= Beginning of Section =

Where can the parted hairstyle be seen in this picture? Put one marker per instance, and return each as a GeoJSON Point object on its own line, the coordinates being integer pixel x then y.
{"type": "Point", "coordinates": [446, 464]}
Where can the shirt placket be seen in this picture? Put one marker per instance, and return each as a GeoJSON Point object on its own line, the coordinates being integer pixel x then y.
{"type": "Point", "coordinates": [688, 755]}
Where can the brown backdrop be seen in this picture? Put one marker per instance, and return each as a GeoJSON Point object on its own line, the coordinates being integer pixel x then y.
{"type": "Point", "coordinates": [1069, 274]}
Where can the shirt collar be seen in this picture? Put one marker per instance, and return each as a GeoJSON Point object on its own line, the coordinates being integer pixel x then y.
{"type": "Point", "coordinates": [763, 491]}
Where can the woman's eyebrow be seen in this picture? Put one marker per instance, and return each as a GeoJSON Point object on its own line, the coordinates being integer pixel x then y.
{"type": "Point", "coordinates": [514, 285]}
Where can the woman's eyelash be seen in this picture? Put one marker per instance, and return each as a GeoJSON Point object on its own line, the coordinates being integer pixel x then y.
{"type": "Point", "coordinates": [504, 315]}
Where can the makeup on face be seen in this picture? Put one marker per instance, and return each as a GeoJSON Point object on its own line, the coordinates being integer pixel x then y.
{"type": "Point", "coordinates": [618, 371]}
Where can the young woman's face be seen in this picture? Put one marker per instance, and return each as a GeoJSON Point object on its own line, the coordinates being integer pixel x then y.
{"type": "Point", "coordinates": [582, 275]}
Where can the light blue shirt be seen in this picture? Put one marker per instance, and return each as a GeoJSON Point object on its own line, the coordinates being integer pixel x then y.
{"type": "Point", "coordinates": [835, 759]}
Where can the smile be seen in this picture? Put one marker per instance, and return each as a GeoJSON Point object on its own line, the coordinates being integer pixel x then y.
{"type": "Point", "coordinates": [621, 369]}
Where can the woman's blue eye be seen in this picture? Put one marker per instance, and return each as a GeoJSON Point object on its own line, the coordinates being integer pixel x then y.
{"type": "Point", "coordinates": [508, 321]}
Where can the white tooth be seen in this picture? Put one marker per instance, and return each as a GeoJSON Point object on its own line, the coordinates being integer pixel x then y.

= End of Section =

## WORK TO COMPLETE:
For every entry in the records above, write an exact copy.

## ANSWER SECTION:
Where can the parted hairstyle be seen in this picture? Put one marker per instance, and return each as a GeoJSON Point object on its own line, the coordinates being integer pixel x then y.
{"type": "Point", "coordinates": [446, 464]}
Where can the shirt placket be seen in this picture? Put one marker per instance, and return each as a GeoJSON Point object on its own line, the coordinates being integer pixel x then y.
{"type": "Point", "coordinates": [688, 755]}
Where can the brown backdrop be seen in this picture? Put one marker per instance, and return each as a GeoJSON Point object on its own line, the coordinates being integer pixel x then y.
{"type": "Point", "coordinates": [1069, 274]}
Where can the shirt collar be seen in this picture? Put one marker per instance, and return each as a GeoJSON Point object on its own line, the coordinates being integer pixel x then y.
{"type": "Point", "coordinates": [763, 491]}
Where can the woman's eyebrow be seen in this picture? Put one marker per instance, and return each as a GeoJSON Point object on its own line, the coordinates being integer pixel x then y.
{"type": "Point", "coordinates": [514, 285]}
Where can the woman's eyelash be seen in this picture? Put one marker per instance, and return each as a GeoJSON Point object on its own line, the coordinates being integer pixel x then y.
{"type": "Point", "coordinates": [504, 315]}
Where can the makeup on face be seen in this picture? Put one marker per instance, and return each as a GeoJSON Point object on its own line, the coordinates being integer pixel x then y.
{"type": "Point", "coordinates": [618, 371]}
Where can the young woman's face be seen in this picture? Put one marker per instance, and return each as a GeoJSON Point object on its own line, the coordinates being integer pixel x then y.
{"type": "Point", "coordinates": [582, 275]}
Where can the light blue shirt be seen in this picture? Put one marker per instance, and return each as a GeoJSON Point object on its own line, the coordinates being integer pixel x then y.
{"type": "Point", "coordinates": [835, 759]}
Where can the smile be seen in this picture? Put one marker per instance, and return each as a GeoJSON Point object on its own line, the coordinates being integer pixel x then y.
{"type": "Point", "coordinates": [621, 369]}
Where can the woman's blue eye be seen in this picture? Put one marker per instance, and return each as a GeoJSON Point object on its own line, the coordinates being integer pixel x then y.
{"type": "Point", "coordinates": [508, 321]}
Where can the white tooth be seen in this picture? Put one marker per instance, and return each as a GeoJSON Point object on its own line, the coordinates being integer pixel x then y.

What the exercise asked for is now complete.